● **Assignment**: Repeat the listing below in full, keeping each word as given.

● **Extracted information**:
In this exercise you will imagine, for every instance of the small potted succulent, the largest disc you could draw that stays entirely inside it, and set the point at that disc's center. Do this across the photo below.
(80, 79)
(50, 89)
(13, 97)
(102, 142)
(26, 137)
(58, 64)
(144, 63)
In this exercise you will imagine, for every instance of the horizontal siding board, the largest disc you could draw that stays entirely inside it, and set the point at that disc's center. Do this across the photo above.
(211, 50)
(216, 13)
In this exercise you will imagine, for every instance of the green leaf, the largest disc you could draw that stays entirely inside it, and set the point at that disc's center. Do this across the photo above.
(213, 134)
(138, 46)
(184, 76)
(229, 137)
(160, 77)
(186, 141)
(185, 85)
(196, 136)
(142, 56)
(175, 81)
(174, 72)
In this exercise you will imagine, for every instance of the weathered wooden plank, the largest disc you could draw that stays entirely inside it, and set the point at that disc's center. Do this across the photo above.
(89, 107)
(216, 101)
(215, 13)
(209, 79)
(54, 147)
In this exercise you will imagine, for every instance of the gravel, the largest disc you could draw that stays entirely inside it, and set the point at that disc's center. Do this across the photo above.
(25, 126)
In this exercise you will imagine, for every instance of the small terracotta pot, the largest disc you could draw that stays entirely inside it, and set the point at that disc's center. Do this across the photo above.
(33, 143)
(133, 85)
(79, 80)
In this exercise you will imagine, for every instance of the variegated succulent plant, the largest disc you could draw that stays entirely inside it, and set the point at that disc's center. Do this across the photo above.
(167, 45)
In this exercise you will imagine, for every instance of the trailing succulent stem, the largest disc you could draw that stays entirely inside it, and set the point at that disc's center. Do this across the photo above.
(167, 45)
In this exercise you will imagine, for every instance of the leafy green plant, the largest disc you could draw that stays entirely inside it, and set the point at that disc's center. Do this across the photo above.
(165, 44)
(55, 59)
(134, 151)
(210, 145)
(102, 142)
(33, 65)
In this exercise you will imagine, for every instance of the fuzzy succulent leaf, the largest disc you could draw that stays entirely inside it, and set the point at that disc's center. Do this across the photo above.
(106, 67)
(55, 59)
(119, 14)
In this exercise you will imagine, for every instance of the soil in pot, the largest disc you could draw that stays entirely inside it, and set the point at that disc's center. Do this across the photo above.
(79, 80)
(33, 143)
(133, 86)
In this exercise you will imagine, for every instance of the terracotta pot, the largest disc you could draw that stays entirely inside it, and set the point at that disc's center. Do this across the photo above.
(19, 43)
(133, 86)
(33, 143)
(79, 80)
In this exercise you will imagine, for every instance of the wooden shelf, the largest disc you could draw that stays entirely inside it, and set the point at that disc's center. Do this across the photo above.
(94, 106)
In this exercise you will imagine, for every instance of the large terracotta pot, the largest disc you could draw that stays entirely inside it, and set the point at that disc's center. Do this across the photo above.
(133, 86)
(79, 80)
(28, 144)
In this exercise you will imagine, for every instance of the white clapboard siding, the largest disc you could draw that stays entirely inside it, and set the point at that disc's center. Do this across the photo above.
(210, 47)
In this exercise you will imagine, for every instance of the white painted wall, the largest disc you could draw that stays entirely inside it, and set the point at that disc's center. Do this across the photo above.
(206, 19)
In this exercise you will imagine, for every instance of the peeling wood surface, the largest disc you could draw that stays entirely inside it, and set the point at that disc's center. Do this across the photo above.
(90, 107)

● **Expected output**:
In this exercise you will imagine, for every instance of the small potted succulent, the largest disc you could draw that stays entirely inside it, and set the point at that disc's center. Do this across the photo below.
(80, 79)
(50, 89)
(13, 97)
(102, 142)
(26, 137)
(58, 64)
(144, 63)
In this exercise you will imagine, for every instance of the horizontal siding board, the largest disc you could draw that stays entirely inside it, and set the point at that disc's center. Do this across the photo above.
(211, 50)
(216, 13)
In this exercise you will imagine, for every instance of the green leaf, the largest disc you could draw that stays entirely inside it, and set the point at that disc's center. Do this across the photo above.
(213, 134)
(138, 46)
(184, 76)
(229, 137)
(160, 77)
(186, 141)
(185, 85)
(196, 136)
(142, 56)
(175, 81)
(174, 72)
In this exercise you will imagine, for every instance of the weathered wooden plank, the largest disc you could draw that stays entirely inside it, and set the point at that disc's center. Do this across the photo above.
(89, 107)
(216, 101)
(215, 13)
(209, 79)
(54, 147)
In this exercise you will imagine, for every instance of the gravel, the largest disc you could draw that stays entirely inside it, and set the point at that disc's center. Do this across the photo above.
(25, 126)
In this exercise you will imagine, for every instance of the small terracotta pot, the largest disc you could draw that stays entirely inside it, and set the point at that disc's center. Do this across the photo above.
(33, 143)
(133, 85)
(79, 80)
In this exercise you will imagine, for every instance of the variegated succulent plant, the largest disc you could draw that stays entirely inside it, and set the point at that disc's center. Do this across the photo above.
(167, 45)
In this exercise you will imagine, for every instance of the trailing succulent stem, the largest disc you could draw that stays entirely inside it, and set the point at that disc's center. Do this across the photo above.
(167, 45)
In this exercise you will imagine, for every instance of the leafy green plant, the largest disc you could draw that stays entirely inside it, and set the point at that disc's center. Do this across the photo above.
(165, 44)
(55, 59)
(134, 151)
(210, 145)
(102, 142)
(33, 65)
In this exercise you will imagine, for every instance of the fuzzy succulent leaf, the largest disc you could draw that stays entirely inside it, and set the point at that disc's center. Do this across the photo above.
(106, 67)
(55, 59)
(119, 14)
In this exercise you will imagine, for every instance of the soil in pot, the largest disc you could draw that stays entirely inside it, and set the point at that disc's center. Do this across the photo above.
(79, 80)
(33, 143)
(133, 86)
In this exercise you will imagine, for every instance of the terracotta pot, the largest disc you could draw that stays entirely inside it, and set the point at that disc's center. Do this across the photo above.
(19, 43)
(133, 86)
(33, 143)
(79, 80)
In this exercise you will imagine, for every instance of the wooden shelf, the largest disc you could draw that stays entirely inside it, and set the point at that disc's center. Do this across the photo above.
(94, 106)
In this exercise you will imagine, for every instance of the large terracotta pot, the largest disc you could draw that stays entirely inside it, and set the point at that disc's center. Do this across the photo above.
(133, 86)
(79, 80)
(28, 144)
In this exercise you will imagine, for every instance of the white clapboard siding, the largest disc you could draw that stays entirely inside it, and set the point at that disc's center. Do this across the photo above.
(210, 47)
In this exercise you will imagine, for every instance of the white painted wall, the largest disc you could draw that stays entirely inside it, and set the point at that disc's center. Do this across the photo above.
(206, 19)
In this exercise you will imagine, for every instance of the peeling wood surface, the largest disc you could draw that stays entirely inside it, and set the point at that disc's center. Do this across the photo above.
(90, 107)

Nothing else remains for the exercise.